(Collected data)
>>>>>

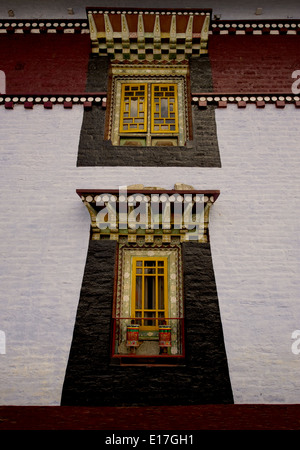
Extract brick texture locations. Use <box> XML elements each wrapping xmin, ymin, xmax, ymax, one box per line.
<box><xmin>0</xmin><ymin>34</ymin><xmax>90</xmax><ymax>94</ymax></box>
<box><xmin>0</xmin><ymin>104</ymin><xmax>299</xmax><ymax>405</ymax></box>
<box><xmin>209</xmin><ymin>35</ymin><xmax>300</xmax><ymax>93</ymax></box>
<box><xmin>77</xmin><ymin>56</ymin><xmax>221</xmax><ymax>167</ymax></box>
<box><xmin>1</xmin><ymin>404</ymin><xmax>300</xmax><ymax>430</ymax></box>
<box><xmin>77</xmin><ymin>104</ymin><xmax>221</xmax><ymax>167</ymax></box>
<box><xmin>1</xmin><ymin>34</ymin><xmax>299</xmax><ymax>94</ymax></box>
<box><xmin>61</xmin><ymin>241</ymin><xmax>233</xmax><ymax>407</ymax></box>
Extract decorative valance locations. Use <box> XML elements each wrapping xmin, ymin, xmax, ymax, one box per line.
<box><xmin>87</xmin><ymin>7</ymin><xmax>211</xmax><ymax>60</ymax></box>
<box><xmin>77</xmin><ymin>184</ymin><xmax>219</xmax><ymax>243</ymax></box>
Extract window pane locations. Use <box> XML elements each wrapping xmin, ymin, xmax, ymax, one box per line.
<box><xmin>132</xmin><ymin>257</ymin><xmax>168</xmax><ymax>331</ymax></box>
<box><xmin>120</xmin><ymin>84</ymin><xmax>147</xmax><ymax>133</ymax></box>
<box><xmin>144</xmin><ymin>277</ymin><xmax>156</xmax><ymax>309</ymax></box>
<box><xmin>135</xmin><ymin>276</ymin><xmax>142</xmax><ymax>309</ymax></box>
<box><xmin>161</xmin><ymin>98</ymin><xmax>168</xmax><ymax>118</ymax></box>
<box><xmin>151</xmin><ymin>84</ymin><xmax>178</xmax><ymax>134</ymax></box>
<box><xmin>158</xmin><ymin>276</ymin><xmax>164</xmax><ymax>309</ymax></box>
<box><xmin>130</xmin><ymin>99</ymin><xmax>138</xmax><ymax>118</ymax></box>
<box><xmin>135</xmin><ymin>311</ymin><xmax>142</xmax><ymax>326</ymax></box>
<box><xmin>144</xmin><ymin>312</ymin><xmax>155</xmax><ymax>327</ymax></box>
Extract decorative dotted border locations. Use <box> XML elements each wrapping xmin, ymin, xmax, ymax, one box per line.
<box><xmin>0</xmin><ymin>94</ymin><xmax>107</xmax><ymax>109</ymax></box>
<box><xmin>192</xmin><ymin>94</ymin><xmax>300</xmax><ymax>108</ymax></box>
<box><xmin>1</xmin><ymin>93</ymin><xmax>300</xmax><ymax>109</ymax></box>
<box><xmin>0</xmin><ymin>19</ymin><xmax>89</xmax><ymax>34</ymax></box>
<box><xmin>0</xmin><ymin>18</ymin><xmax>299</xmax><ymax>34</ymax></box>
<box><xmin>87</xmin><ymin>8</ymin><xmax>211</xmax><ymax>15</ymax></box>
<box><xmin>210</xmin><ymin>20</ymin><xmax>300</xmax><ymax>35</ymax></box>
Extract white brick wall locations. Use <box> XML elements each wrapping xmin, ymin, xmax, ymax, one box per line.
<box><xmin>0</xmin><ymin>104</ymin><xmax>299</xmax><ymax>404</ymax></box>
<box><xmin>211</xmin><ymin>105</ymin><xmax>300</xmax><ymax>403</ymax></box>
<box><xmin>0</xmin><ymin>106</ymin><xmax>88</xmax><ymax>405</ymax></box>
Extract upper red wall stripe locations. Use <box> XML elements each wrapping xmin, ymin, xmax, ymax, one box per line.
<box><xmin>0</xmin><ymin>34</ymin><xmax>91</xmax><ymax>94</ymax></box>
<box><xmin>0</xmin><ymin>34</ymin><xmax>299</xmax><ymax>94</ymax></box>
<box><xmin>209</xmin><ymin>35</ymin><xmax>300</xmax><ymax>94</ymax></box>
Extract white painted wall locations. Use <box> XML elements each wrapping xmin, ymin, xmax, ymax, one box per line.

<<<<<

Work instruction
Word for word, please reproduce each entry above and leave out every picture.

Result for this exercise
Extract brick texture locations. Use <box> XML elements each wrapping xmin, ymin, xmax, ymax, one box per line.
<box><xmin>0</xmin><ymin>34</ymin><xmax>90</xmax><ymax>94</ymax></box>
<box><xmin>0</xmin><ymin>104</ymin><xmax>299</xmax><ymax>405</ymax></box>
<box><xmin>209</xmin><ymin>35</ymin><xmax>300</xmax><ymax>93</ymax></box>
<box><xmin>77</xmin><ymin>56</ymin><xmax>221</xmax><ymax>167</ymax></box>
<box><xmin>1</xmin><ymin>404</ymin><xmax>300</xmax><ymax>430</ymax></box>
<box><xmin>77</xmin><ymin>104</ymin><xmax>221</xmax><ymax>167</ymax></box>
<box><xmin>1</xmin><ymin>34</ymin><xmax>299</xmax><ymax>94</ymax></box>
<box><xmin>61</xmin><ymin>241</ymin><xmax>233</xmax><ymax>407</ymax></box>
Extract decorative valance locations. Use <box> XML elements each wrapping xmin, ymin, xmax, ymax, one box per line.
<box><xmin>87</xmin><ymin>7</ymin><xmax>211</xmax><ymax>60</ymax></box>
<box><xmin>77</xmin><ymin>184</ymin><xmax>219</xmax><ymax>243</ymax></box>
Extract window pane locations. Use <box> XML elements each wrapping xmin, ymin, xmax, ymax, one box per line.
<box><xmin>132</xmin><ymin>257</ymin><xmax>168</xmax><ymax>331</ymax></box>
<box><xmin>120</xmin><ymin>84</ymin><xmax>147</xmax><ymax>133</ymax></box>
<box><xmin>144</xmin><ymin>277</ymin><xmax>156</xmax><ymax>309</ymax></box>
<box><xmin>135</xmin><ymin>276</ymin><xmax>142</xmax><ymax>309</ymax></box>
<box><xmin>161</xmin><ymin>98</ymin><xmax>168</xmax><ymax>118</ymax></box>
<box><xmin>151</xmin><ymin>84</ymin><xmax>178</xmax><ymax>134</ymax></box>
<box><xmin>158</xmin><ymin>276</ymin><xmax>164</xmax><ymax>309</ymax></box>
<box><xmin>130</xmin><ymin>99</ymin><xmax>138</xmax><ymax>118</ymax></box>
<box><xmin>135</xmin><ymin>311</ymin><xmax>142</xmax><ymax>326</ymax></box>
<box><xmin>144</xmin><ymin>312</ymin><xmax>155</xmax><ymax>327</ymax></box>
Extract decorative dotted border locations. Use <box> XML elements each wrapping xmin, ymin, xmax, ymax, one box per line.
<box><xmin>0</xmin><ymin>94</ymin><xmax>107</xmax><ymax>109</ymax></box>
<box><xmin>192</xmin><ymin>94</ymin><xmax>300</xmax><ymax>108</ymax></box>
<box><xmin>1</xmin><ymin>93</ymin><xmax>300</xmax><ymax>109</ymax></box>
<box><xmin>0</xmin><ymin>19</ymin><xmax>89</xmax><ymax>34</ymax></box>
<box><xmin>0</xmin><ymin>18</ymin><xmax>299</xmax><ymax>34</ymax></box>
<box><xmin>87</xmin><ymin>8</ymin><xmax>211</xmax><ymax>15</ymax></box>
<box><xmin>210</xmin><ymin>20</ymin><xmax>300</xmax><ymax>35</ymax></box>
Extract white brick wall locations. Use <box> XML elements each wrapping xmin, ymin, xmax, ymax, one box per line.
<box><xmin>0</xmin><ymin>104</ymin><xmax>299</xmax><ymax>404</ymax></box>
<box><xmin>211</xmin><ymin>105</ymin><xmax>300</xmax><ymax>403</ymax></box>
<box><xmin>0</xmin><ymin>106</ymin><xmax>88</xmax><ymax>405</ymax></box>
Extract upper red wall stripe locations. Use <box> XML elements each wrapping xmin, ymin, xmax, ymax, one box per line.
<box><xmin>0</xmin><ymin>34</ymin><xmax>91</xmax><ymax>94</ymax></box>
<box><xmin>0</xmin><ymin>34</ymin><xmax>299</xmax><ymax>94</ymax></box>
<box><xmin>209</xmin><ymin>35</ymin><xmax>300</xmax><ymax>94</ymax></box>
Extract white painted wall locations. Use <box> XML elements each wrapping xmin, ymin, xmax, ymax, one box per line.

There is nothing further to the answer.